Start of Data listing

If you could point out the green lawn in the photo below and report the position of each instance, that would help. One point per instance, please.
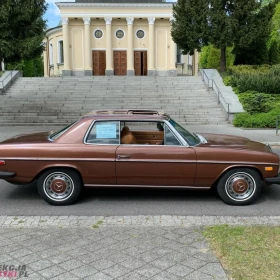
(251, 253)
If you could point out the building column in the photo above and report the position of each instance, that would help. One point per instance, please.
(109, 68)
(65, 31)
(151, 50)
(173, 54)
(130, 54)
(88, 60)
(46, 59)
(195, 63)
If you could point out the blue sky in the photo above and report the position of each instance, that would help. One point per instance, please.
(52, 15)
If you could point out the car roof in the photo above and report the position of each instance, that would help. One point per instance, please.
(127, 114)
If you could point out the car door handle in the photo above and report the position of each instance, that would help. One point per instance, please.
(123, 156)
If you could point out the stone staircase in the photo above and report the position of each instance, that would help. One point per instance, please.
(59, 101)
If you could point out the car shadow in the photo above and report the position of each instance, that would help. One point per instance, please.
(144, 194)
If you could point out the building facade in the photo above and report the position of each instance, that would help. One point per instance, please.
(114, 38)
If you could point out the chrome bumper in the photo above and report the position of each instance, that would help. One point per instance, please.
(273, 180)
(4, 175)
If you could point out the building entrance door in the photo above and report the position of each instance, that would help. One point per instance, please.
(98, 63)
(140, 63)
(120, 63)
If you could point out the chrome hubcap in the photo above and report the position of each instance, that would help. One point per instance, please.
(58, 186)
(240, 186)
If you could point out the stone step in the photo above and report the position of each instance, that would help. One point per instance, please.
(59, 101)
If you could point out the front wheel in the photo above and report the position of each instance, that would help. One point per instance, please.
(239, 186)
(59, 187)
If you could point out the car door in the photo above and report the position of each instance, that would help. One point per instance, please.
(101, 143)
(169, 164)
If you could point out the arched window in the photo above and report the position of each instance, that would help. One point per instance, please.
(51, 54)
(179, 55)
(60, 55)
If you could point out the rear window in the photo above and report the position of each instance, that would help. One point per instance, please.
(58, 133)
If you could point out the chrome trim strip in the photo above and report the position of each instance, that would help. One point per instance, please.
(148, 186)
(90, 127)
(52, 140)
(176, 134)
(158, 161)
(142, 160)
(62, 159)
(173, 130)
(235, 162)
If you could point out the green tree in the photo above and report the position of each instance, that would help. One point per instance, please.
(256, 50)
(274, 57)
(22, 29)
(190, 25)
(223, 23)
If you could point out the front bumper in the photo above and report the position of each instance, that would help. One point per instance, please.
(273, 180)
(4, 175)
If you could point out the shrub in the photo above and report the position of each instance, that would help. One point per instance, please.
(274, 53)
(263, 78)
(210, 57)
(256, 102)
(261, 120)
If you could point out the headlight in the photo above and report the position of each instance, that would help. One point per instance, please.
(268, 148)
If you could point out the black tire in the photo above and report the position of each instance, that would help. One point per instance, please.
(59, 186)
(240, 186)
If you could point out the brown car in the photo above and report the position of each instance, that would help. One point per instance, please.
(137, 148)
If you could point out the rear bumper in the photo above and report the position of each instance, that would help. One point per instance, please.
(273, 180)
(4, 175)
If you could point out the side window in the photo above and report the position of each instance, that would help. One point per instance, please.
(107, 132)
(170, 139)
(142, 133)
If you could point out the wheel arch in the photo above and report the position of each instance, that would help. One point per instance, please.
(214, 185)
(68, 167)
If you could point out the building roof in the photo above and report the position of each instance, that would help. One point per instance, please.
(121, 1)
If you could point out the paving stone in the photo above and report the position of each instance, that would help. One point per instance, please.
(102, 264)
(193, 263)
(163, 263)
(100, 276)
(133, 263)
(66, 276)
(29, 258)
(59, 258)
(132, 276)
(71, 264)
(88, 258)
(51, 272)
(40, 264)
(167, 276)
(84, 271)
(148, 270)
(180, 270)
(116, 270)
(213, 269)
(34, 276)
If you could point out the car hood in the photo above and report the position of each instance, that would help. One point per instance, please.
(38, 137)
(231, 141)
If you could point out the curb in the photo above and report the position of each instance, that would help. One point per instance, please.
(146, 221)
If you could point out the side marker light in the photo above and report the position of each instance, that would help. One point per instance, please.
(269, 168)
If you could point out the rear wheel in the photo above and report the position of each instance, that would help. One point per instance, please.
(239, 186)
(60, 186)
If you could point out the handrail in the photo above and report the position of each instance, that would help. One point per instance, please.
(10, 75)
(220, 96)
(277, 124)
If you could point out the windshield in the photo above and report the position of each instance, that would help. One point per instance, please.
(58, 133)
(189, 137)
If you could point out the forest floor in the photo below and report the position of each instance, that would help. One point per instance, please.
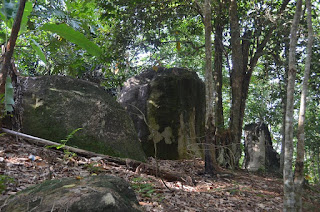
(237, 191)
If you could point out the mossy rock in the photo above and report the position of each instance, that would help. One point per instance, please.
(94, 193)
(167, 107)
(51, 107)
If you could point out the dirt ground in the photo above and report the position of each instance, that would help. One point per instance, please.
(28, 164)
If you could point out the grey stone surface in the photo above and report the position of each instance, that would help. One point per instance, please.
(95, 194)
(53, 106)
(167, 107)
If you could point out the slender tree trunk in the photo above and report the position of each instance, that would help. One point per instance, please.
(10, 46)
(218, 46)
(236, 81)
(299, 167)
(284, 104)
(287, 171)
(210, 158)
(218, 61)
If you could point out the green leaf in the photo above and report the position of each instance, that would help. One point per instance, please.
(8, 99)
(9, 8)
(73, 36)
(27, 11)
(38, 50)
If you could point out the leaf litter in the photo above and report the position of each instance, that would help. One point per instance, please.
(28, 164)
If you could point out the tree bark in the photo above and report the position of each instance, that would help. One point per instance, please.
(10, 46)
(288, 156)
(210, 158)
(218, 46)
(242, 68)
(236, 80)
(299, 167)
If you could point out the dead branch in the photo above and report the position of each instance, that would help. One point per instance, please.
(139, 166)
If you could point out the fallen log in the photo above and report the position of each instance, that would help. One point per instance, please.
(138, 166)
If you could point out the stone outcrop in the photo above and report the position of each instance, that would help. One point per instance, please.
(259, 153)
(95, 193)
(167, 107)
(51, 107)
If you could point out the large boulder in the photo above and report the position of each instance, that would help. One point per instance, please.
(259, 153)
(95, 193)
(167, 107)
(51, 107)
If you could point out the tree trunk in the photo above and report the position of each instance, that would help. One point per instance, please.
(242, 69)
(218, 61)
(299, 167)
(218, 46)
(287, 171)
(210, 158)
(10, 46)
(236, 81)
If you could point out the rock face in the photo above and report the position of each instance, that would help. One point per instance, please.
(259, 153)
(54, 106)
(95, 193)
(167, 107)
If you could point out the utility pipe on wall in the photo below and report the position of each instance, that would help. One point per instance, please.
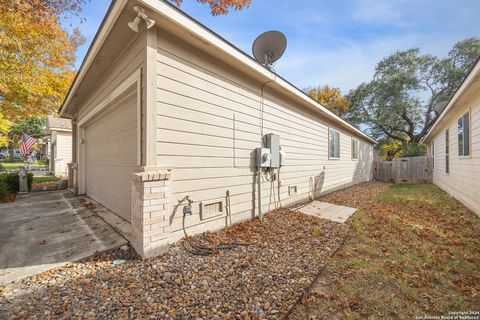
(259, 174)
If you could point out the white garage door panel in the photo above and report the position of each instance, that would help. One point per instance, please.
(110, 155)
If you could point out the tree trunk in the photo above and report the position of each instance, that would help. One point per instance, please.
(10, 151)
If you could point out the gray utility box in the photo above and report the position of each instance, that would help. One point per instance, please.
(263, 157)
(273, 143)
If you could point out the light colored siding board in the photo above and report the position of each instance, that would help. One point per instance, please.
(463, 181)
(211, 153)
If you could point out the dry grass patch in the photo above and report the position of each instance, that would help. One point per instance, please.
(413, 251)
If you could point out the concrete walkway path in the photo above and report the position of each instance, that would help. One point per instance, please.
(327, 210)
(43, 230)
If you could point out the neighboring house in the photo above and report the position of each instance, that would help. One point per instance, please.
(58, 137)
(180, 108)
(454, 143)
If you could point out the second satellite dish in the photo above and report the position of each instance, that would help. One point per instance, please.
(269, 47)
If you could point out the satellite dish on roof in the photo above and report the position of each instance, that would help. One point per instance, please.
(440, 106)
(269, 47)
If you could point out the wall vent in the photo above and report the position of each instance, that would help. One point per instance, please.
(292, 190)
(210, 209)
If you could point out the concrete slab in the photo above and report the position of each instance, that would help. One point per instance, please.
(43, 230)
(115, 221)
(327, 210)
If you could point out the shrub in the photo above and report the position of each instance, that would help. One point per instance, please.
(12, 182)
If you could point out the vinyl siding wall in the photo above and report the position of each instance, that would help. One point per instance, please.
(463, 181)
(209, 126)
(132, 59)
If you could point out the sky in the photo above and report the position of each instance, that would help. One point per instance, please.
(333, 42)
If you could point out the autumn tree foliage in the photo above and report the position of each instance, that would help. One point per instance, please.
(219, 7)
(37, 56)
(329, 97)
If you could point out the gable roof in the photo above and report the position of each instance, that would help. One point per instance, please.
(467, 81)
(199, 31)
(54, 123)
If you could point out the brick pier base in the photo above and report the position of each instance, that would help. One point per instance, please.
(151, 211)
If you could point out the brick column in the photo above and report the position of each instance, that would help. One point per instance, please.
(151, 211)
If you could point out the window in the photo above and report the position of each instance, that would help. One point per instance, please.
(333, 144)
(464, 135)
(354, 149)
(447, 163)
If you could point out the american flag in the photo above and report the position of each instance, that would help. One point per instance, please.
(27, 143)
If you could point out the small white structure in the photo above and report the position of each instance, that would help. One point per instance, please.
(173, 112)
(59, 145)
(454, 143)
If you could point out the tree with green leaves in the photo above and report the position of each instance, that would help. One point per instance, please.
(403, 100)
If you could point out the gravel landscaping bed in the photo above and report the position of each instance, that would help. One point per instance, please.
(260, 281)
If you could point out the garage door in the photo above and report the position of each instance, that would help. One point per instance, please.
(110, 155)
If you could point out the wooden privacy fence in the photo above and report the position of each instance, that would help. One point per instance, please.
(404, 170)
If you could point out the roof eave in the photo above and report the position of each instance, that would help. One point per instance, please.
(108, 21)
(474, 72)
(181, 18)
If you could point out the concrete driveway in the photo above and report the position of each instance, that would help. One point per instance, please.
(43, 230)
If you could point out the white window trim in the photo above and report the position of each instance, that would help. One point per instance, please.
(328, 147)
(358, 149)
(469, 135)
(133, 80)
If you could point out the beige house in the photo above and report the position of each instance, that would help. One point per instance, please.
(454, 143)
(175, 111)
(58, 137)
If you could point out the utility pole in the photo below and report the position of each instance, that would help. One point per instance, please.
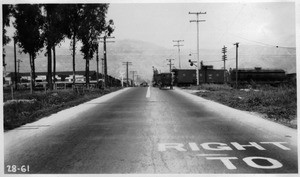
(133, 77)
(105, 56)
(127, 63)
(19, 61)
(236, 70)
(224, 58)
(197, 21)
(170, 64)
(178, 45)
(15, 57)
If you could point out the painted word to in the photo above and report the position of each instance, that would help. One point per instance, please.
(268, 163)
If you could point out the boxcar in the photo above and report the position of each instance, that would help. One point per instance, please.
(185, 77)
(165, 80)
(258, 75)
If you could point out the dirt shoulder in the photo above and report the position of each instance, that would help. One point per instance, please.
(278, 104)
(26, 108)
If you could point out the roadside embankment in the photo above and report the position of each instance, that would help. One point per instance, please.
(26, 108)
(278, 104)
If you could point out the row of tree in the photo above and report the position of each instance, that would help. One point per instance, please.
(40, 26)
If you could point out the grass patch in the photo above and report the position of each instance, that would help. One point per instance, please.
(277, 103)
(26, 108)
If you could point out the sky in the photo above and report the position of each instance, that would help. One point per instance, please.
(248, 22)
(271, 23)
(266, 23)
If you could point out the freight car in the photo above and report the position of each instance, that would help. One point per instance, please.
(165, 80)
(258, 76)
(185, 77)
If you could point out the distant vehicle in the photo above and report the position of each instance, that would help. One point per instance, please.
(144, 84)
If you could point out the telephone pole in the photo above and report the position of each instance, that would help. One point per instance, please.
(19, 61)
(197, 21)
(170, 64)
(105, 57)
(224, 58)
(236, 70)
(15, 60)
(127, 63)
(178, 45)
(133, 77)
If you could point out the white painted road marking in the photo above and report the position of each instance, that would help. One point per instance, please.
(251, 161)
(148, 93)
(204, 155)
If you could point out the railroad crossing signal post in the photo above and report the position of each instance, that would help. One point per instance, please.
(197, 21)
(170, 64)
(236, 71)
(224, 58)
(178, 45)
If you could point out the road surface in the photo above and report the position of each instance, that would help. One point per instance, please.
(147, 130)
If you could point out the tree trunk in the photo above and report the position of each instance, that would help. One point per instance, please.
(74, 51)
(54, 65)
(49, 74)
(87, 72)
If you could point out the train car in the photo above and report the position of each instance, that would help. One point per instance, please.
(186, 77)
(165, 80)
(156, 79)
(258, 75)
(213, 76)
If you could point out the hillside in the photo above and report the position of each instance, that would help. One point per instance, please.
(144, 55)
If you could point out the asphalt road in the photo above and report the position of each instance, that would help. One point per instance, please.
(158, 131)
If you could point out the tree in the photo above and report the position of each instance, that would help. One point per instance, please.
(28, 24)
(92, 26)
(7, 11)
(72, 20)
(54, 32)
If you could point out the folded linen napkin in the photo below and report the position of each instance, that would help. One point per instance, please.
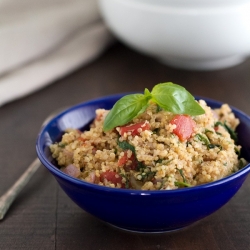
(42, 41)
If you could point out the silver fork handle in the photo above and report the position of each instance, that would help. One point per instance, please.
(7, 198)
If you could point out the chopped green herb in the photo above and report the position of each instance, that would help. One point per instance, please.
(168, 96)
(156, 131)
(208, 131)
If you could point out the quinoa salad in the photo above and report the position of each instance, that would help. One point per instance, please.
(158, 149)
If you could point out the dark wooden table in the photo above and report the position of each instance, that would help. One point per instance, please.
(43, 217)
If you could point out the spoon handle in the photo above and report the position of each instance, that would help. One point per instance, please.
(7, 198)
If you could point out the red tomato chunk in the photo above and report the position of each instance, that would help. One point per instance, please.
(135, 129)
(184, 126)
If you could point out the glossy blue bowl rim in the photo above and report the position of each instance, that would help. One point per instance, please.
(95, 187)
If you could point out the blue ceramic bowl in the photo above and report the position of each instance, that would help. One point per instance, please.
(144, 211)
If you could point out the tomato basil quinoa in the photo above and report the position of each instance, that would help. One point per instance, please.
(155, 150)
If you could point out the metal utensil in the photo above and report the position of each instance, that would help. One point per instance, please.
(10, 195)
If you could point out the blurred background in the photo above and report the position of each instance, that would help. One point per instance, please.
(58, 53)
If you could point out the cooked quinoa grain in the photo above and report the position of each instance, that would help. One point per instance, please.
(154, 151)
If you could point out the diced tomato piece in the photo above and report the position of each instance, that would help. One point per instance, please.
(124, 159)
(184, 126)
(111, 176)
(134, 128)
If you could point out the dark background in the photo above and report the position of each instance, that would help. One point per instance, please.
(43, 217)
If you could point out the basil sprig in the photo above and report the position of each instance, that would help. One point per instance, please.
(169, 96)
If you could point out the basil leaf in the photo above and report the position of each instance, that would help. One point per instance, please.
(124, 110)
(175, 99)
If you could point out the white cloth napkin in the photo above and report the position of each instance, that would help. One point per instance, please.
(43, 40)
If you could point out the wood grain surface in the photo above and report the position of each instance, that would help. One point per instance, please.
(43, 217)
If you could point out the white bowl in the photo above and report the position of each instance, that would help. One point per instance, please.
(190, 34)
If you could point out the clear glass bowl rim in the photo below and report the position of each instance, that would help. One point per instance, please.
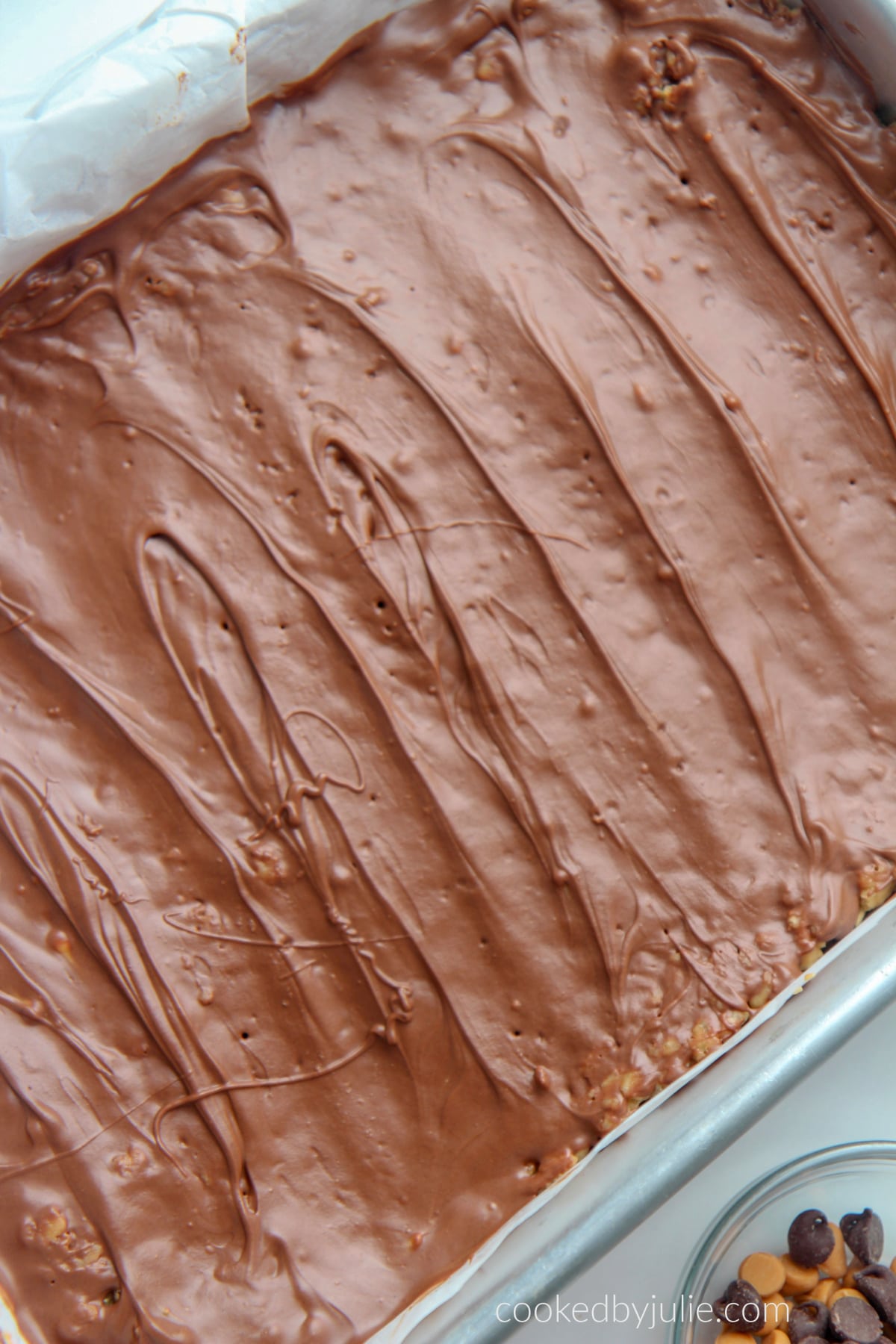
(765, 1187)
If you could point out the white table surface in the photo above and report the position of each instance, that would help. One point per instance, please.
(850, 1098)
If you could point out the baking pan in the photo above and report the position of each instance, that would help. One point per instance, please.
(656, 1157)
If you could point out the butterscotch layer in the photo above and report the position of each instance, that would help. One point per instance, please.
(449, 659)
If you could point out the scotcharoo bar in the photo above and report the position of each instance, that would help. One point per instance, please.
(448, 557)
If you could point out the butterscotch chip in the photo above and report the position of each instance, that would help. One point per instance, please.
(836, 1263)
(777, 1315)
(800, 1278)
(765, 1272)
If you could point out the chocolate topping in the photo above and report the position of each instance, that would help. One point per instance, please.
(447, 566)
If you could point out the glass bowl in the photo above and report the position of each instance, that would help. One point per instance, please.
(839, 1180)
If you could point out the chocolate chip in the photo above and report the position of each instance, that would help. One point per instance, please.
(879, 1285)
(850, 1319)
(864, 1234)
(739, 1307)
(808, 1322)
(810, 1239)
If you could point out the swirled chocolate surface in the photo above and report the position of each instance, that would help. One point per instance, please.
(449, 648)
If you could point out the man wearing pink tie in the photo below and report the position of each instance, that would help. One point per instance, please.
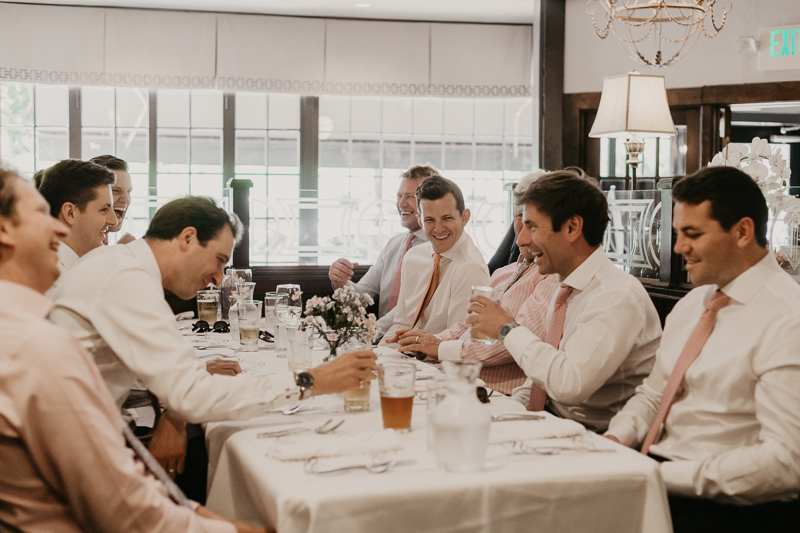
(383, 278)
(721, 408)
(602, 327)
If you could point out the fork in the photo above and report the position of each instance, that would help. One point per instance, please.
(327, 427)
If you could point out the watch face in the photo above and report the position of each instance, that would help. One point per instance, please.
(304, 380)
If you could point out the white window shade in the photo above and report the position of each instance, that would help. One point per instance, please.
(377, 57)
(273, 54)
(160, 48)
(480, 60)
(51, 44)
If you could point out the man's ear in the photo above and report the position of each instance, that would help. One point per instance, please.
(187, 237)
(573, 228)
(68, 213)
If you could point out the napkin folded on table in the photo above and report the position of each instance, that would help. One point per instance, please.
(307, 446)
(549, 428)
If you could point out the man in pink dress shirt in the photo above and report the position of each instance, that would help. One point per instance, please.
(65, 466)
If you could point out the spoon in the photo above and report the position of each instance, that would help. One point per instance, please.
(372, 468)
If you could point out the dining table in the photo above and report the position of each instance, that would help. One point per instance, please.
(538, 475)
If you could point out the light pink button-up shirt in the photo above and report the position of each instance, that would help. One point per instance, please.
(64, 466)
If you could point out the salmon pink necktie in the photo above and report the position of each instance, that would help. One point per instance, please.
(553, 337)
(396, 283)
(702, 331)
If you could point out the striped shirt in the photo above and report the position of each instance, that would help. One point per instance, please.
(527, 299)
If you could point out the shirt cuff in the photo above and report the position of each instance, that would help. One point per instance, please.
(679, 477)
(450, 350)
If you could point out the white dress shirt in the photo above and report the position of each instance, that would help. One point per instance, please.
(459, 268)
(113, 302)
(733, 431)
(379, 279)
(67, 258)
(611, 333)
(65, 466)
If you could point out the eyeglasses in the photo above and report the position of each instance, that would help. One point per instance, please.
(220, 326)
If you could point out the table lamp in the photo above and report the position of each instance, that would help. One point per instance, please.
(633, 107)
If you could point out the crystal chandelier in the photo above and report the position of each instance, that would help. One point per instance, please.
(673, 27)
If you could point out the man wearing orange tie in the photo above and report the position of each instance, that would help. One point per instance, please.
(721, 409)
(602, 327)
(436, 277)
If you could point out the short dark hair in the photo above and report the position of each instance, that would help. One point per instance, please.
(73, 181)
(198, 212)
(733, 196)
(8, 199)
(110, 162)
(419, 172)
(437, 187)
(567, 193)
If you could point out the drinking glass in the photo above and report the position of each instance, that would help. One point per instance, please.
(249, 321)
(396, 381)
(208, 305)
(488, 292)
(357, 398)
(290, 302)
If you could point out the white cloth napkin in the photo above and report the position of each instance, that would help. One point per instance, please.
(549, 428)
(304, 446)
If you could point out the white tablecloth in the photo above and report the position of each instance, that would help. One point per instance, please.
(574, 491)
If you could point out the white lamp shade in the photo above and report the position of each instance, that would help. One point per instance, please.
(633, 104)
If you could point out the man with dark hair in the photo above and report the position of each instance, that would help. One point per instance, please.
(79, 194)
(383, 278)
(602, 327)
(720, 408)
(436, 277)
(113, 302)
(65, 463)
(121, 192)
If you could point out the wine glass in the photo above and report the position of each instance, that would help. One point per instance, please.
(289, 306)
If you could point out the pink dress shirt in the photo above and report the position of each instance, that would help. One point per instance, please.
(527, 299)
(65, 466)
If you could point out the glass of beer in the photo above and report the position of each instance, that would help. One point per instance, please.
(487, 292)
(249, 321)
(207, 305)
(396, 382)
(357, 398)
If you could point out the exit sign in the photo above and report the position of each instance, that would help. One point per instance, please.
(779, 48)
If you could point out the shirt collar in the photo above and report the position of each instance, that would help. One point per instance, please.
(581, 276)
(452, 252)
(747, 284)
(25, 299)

End of Data listing

**What needs to be done:** Convert the lines from the one containing "If you could point out the basil leaf" through the one containing "(765, 1187)", both included, into a Markdown table with the columns Number and Line, omitting blank lines. Leave the pictures out of your table.

**Task response:**
| Number | Line |
|---|---|
| 1 | If you could point out the basil leaf in the photo above and report the position of each instance, that would help. One point per instance, please. |
| 2 | (124, 110) |
| 3 | (175, 99) |
| 4 | If you could point out the white cloth napkin in the photo above and report the position of each instance, that would help. One point per instance, please. |
| 5 | (43, 40) |
| 6 | If you could point out the wood grain surface in the photo above and report the position of each instance, that would help. One point per instance, please. |
| 7 | (43, 217) |
| 8 | If you could point out the white bowl in the photo above and report the position of each instance, that would help. One point per instance, please. |
| 9 | (190, 34) |
| 10 | If you could point out the clear glass bowl rim in the photo below and report the position of each instance, that would help. One point per instance, please. |
| 11 | (765, 1187) |